- **The problem**
Once you find the line with "Box the grassy bank shown above." in the entries below, print it and each line after it up to and including the line with "Box the second small cabin shown above.", exactly, without pictures.

(Saved data entries)
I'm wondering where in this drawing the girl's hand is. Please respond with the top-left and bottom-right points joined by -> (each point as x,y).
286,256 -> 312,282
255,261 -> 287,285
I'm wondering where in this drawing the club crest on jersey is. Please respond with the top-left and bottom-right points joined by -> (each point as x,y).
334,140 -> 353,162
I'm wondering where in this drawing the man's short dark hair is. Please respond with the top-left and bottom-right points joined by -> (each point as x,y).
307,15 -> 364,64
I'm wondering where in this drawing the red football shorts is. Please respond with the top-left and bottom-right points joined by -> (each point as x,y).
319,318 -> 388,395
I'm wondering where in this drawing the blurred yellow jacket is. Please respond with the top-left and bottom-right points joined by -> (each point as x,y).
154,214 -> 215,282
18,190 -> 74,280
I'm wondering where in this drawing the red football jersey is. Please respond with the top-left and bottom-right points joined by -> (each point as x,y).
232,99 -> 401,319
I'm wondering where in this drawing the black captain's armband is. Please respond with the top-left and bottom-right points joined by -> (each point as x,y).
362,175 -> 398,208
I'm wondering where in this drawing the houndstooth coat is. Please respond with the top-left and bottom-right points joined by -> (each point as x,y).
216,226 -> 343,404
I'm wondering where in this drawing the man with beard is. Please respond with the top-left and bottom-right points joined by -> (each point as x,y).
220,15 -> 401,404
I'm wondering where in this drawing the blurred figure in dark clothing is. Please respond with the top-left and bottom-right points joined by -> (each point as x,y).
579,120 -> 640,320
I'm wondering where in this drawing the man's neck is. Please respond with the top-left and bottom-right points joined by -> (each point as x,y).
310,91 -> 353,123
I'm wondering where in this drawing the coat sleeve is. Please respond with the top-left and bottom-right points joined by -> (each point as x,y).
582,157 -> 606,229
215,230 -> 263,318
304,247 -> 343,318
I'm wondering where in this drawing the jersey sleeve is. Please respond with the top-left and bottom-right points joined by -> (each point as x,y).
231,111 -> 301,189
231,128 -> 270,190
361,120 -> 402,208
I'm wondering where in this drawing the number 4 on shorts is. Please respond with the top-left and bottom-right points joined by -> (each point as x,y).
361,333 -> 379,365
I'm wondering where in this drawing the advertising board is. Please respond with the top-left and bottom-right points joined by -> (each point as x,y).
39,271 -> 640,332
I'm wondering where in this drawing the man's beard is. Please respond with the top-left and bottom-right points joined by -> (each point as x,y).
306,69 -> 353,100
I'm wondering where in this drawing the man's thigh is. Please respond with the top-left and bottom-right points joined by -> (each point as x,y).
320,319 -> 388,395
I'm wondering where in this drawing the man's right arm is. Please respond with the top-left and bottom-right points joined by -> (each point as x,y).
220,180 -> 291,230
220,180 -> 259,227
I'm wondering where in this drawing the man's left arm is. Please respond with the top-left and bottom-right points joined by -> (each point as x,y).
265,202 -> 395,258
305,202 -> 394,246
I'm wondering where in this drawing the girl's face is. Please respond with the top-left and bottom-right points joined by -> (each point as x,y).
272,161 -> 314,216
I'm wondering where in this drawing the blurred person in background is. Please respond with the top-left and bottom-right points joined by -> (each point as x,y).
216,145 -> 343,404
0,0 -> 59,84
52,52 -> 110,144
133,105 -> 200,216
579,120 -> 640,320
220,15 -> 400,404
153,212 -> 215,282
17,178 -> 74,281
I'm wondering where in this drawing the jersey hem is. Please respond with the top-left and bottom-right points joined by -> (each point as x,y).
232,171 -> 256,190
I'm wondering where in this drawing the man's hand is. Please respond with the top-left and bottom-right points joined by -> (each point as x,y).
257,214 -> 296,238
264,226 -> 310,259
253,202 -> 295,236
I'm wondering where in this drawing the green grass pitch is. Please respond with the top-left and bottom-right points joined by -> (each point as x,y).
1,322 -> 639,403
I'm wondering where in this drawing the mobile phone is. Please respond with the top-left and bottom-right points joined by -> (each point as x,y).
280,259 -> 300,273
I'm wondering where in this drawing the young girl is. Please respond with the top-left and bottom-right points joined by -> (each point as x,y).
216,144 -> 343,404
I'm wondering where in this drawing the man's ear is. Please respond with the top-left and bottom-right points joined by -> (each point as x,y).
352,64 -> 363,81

---

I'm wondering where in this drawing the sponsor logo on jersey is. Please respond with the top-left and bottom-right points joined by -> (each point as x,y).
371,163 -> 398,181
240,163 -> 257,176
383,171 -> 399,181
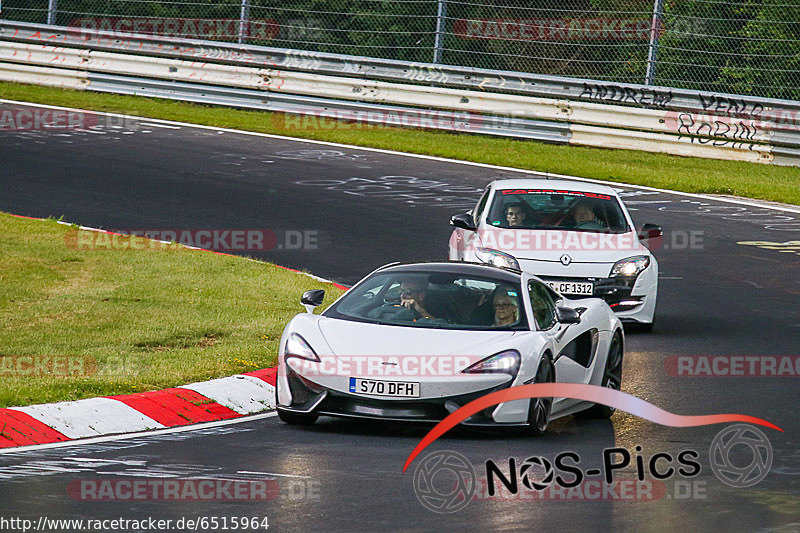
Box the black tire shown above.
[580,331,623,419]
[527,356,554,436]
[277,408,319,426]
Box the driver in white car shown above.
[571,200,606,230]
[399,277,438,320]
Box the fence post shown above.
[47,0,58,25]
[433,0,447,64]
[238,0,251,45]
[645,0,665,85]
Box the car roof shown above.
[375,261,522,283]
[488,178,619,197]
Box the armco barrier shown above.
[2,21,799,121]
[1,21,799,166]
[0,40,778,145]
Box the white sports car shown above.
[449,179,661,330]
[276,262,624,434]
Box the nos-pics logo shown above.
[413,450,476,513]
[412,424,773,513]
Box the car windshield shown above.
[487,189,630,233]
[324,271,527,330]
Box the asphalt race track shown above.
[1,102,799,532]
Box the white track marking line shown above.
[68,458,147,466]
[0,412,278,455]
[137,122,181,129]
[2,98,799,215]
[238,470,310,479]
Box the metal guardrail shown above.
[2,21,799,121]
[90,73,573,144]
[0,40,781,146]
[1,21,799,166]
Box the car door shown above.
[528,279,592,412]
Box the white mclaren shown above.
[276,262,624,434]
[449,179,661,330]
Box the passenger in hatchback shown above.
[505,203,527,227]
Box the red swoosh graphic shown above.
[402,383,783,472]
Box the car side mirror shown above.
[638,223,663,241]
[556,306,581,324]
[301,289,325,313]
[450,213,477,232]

* * *

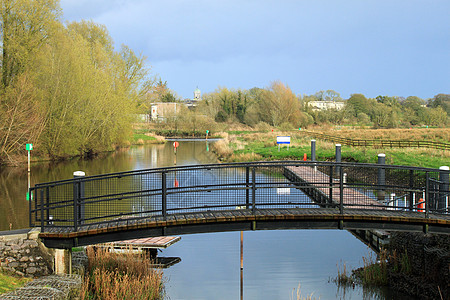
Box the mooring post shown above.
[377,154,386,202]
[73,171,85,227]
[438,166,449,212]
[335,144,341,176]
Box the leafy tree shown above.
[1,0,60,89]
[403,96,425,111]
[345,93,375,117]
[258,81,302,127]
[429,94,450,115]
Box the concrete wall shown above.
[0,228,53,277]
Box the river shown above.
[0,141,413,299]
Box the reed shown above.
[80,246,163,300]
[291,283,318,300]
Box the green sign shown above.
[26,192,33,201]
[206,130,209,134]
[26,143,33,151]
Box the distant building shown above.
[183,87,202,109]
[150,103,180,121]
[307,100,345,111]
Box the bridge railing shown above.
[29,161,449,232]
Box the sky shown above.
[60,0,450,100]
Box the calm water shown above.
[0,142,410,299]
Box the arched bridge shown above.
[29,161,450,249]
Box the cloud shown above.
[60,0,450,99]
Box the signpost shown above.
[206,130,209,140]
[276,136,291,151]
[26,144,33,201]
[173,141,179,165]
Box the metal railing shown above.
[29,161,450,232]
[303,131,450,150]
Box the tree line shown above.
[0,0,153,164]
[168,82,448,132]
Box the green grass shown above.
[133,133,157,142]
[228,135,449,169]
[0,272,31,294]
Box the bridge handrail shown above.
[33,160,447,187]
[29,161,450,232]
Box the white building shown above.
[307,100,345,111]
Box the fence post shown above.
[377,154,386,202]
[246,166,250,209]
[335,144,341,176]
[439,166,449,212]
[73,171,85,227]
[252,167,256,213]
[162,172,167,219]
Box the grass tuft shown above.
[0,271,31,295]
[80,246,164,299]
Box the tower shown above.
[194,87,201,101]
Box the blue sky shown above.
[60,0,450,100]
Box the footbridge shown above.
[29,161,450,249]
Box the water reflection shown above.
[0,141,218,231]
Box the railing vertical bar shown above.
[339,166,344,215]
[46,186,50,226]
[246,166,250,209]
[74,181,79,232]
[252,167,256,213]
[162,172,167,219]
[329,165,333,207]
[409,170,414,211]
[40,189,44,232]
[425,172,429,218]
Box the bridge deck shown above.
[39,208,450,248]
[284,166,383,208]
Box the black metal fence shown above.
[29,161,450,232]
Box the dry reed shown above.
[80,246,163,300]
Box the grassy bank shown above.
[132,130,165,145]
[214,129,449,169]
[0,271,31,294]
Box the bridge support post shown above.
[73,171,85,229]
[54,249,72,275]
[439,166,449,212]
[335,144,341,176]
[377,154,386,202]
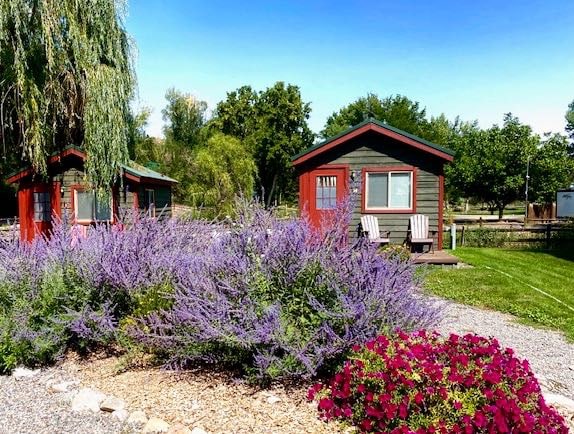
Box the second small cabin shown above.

- **Result for this task**
Box the grassy bank shown above.
[132,130,165,145]
[214,129,449,169]
[0,271,31,294]
Box the bridge support post shown above.
[73,171,85,229]
[54,249,72,275]
[439,166,449,212]
[335,144,341,176]
[377,154,386,202]
Box the second small cabin shown above.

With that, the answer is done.